**Questions on the material:**
**a.** Reproduce, word for word, the part of the article on solo mothers that opens with the words containing "Otago University associate" and closes with "in out-of-wedlock child-bearing.".
**b.** According to the article on solo mothers, in which city was the Public Health Association's national conference held?

The proportion of solo mothers in New Zealand has almost tripled in the past 25 years, the Public Health Association heard yesterday.
Otago University associate professor Charlotte Paul said lone-parent families - mainly solo mothers - made up 27 per cent of all families with dependent children.
This compared with about 10
per cent 25 years ago, she told 300 people at the association's national conference in Dunedin.
"We saw a major change in the 1970s leading to an increase in out-of-wedlock child-bearing.
"In the United States, this change has been shown to be due, not simply to more sex, but mainly to a decline in shotgun marriages."
Before the sexual revolution, there had been a premarital sex bargain: if the girl got pregnant, the boy married her. The pill and abortion had changed that, Dr Paul said.
'The fact that the birth of the child is the physical choice of the mother [means] marriage and support of the child become the social choice of the father.
"At the least it becomes easier for the man to rationalise not being involved. This in turn has led to increased poverty for a growing group of lone mothers and their children."
Dr Paul said sexual freedoms had resulted in youth becoming sexually active earlier and engaging in sexual activity with more partners.

**Given information:**

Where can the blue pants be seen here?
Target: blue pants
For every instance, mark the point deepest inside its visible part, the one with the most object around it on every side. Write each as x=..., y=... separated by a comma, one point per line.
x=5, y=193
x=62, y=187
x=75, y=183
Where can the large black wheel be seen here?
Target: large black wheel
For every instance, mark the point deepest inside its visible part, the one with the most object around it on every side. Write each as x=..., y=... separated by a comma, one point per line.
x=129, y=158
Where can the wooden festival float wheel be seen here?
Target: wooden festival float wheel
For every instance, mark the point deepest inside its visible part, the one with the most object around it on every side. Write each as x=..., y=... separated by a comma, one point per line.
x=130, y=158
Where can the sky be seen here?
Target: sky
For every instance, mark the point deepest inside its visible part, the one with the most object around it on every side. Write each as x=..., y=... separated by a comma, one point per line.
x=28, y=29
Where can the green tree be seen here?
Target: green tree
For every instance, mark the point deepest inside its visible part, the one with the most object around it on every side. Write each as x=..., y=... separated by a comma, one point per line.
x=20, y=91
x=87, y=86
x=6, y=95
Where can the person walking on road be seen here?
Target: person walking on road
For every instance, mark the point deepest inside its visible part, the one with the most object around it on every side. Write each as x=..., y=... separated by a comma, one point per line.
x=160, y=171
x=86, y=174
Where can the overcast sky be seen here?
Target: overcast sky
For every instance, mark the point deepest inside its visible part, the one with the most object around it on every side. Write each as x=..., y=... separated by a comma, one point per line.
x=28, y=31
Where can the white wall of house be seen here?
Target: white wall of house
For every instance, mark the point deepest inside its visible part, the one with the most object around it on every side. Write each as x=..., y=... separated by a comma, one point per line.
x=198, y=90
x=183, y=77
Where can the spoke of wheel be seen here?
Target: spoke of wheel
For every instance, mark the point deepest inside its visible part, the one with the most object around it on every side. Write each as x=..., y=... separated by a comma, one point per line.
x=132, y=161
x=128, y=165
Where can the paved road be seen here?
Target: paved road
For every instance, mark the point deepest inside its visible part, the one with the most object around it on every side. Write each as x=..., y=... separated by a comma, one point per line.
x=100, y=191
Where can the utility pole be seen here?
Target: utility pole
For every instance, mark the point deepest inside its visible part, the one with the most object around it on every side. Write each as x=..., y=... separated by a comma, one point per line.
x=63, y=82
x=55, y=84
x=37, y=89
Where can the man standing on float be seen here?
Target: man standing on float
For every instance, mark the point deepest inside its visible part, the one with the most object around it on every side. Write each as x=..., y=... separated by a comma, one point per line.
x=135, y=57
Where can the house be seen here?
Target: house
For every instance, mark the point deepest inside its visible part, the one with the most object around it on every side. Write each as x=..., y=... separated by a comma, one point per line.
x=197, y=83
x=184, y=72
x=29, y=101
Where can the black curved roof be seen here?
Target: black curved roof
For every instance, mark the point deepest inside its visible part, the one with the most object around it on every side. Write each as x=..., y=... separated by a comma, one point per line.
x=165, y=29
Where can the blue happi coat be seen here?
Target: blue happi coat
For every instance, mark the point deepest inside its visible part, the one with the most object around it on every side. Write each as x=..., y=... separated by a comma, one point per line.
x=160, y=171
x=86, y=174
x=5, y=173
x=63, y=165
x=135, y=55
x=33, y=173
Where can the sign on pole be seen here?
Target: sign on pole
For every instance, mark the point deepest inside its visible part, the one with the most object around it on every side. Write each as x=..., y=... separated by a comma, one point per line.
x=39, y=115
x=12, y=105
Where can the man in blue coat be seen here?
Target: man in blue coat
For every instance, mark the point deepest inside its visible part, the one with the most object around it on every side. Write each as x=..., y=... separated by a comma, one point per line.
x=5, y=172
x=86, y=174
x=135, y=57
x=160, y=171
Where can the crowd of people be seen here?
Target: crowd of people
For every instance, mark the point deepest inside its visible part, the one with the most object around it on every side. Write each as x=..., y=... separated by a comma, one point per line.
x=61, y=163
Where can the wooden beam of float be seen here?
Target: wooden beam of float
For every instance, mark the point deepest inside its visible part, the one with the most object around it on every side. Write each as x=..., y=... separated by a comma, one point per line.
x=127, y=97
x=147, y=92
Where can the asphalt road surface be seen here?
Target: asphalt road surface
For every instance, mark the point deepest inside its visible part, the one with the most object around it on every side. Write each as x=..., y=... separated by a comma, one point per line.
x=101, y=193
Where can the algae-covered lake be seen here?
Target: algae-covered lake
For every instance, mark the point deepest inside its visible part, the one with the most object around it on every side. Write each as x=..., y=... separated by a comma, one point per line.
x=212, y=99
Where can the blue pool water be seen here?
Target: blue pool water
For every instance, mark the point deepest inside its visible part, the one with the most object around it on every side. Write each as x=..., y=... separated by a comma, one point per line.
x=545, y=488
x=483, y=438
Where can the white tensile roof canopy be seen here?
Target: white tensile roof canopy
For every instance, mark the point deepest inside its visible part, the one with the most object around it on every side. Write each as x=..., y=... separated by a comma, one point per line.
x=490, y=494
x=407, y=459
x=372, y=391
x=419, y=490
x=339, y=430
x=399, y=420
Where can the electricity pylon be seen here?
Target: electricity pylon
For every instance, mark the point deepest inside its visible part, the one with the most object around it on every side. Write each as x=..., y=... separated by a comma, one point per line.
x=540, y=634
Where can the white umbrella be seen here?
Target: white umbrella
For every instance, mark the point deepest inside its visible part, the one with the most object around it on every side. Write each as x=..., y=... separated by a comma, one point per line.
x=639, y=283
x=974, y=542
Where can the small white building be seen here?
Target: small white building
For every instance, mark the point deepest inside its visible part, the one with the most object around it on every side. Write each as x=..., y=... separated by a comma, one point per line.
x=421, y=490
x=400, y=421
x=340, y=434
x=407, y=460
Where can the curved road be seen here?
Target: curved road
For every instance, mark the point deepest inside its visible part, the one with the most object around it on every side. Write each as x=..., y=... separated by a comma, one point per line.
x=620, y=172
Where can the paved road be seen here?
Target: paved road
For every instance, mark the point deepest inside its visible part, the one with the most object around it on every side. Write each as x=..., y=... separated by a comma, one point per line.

**Expected responses:**
**a.**
Otago University associate professor Charlotte Paul said lone-parent families - mainly solo mothers - made up 27 per cent of all families with dependent children.
This compared with about 10
per cent 25 years ago, she told 300 people at the association's national conference in Dunedin.
"We saw a major change in the 1970s leading to an increase in out-of-wedlock child-bearing.

**b.** Dunedin